Excerpted records:
= Beginning of Section =
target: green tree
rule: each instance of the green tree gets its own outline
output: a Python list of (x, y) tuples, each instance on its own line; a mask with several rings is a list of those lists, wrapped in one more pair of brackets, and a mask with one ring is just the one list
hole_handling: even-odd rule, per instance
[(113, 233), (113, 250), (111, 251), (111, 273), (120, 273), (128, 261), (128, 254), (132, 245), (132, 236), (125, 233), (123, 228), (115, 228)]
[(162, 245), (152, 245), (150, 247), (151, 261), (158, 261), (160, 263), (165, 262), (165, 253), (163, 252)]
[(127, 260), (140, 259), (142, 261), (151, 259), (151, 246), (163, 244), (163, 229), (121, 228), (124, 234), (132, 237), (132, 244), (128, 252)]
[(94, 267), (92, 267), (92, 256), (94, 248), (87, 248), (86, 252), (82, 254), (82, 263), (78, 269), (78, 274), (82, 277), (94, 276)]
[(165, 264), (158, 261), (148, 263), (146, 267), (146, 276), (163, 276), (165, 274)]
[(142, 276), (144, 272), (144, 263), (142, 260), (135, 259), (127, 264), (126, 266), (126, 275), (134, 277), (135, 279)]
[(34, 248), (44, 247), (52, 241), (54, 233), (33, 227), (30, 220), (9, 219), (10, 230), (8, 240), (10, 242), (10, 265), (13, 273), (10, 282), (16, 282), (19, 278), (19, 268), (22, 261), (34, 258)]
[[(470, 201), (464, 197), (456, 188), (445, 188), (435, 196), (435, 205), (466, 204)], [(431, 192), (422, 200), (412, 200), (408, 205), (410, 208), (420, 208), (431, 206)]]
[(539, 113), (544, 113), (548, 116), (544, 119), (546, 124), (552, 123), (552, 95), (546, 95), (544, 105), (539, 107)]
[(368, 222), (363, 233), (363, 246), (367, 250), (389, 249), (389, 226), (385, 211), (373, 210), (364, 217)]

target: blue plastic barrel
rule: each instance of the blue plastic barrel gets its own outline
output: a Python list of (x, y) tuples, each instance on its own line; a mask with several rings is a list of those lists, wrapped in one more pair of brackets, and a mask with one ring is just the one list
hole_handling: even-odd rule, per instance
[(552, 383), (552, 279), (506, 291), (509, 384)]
= End of Section =
= Beginning of Section =
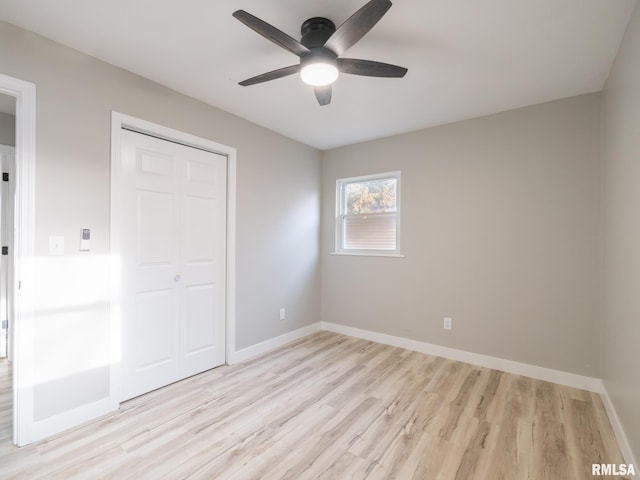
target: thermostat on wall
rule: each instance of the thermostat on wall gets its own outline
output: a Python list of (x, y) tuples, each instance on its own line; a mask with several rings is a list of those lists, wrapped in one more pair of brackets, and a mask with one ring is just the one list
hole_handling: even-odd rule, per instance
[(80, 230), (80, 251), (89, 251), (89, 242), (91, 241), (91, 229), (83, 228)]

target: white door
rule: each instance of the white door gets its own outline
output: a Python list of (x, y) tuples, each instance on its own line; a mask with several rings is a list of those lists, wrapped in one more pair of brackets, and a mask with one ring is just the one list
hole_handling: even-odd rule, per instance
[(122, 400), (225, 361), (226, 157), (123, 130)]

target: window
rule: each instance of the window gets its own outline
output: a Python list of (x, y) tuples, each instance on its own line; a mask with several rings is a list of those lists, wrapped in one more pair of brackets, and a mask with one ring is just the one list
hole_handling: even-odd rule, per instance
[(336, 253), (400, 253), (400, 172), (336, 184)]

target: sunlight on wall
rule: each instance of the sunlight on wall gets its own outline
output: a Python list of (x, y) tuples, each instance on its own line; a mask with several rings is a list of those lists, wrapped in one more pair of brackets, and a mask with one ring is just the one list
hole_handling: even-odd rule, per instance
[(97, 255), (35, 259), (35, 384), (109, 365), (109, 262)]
= End of Section =
Work required: Within the data above, the lines from the one with "rule: each instance of the thermostat" to the one with "rule: each instance of the window" must be repeated exactly; no other line belongs in the answer.

Result of the exercise:
rule: each instance of the thermostat on wall gets its own outline
output: a Python list of (x, y) tuples, each instance on its own line; a mask with several rings is a list of those lists, wrapped in one more pair of brackets, and a mask with one ring is just the one list
hole_handling: even-odd rule, per instance
[(80, 230), (80, 251), (89, 251), (89, 242), (91, 241), (91, 229), (83, 228)]

target: white door
rule: each instance of the white door gets its own outline
output: a Python list of (x, y) tuples, each instance on its own line; a mask with several rings is a list of those lists, wrapped in one more pair of brackets, and a mask with one ring is just the one list
hole_handling: even-odd rule, per instance
[(122, 400), (225, 361), (226, 157), (123, 130)]

target: window
rule: each instance of the window gets its own outline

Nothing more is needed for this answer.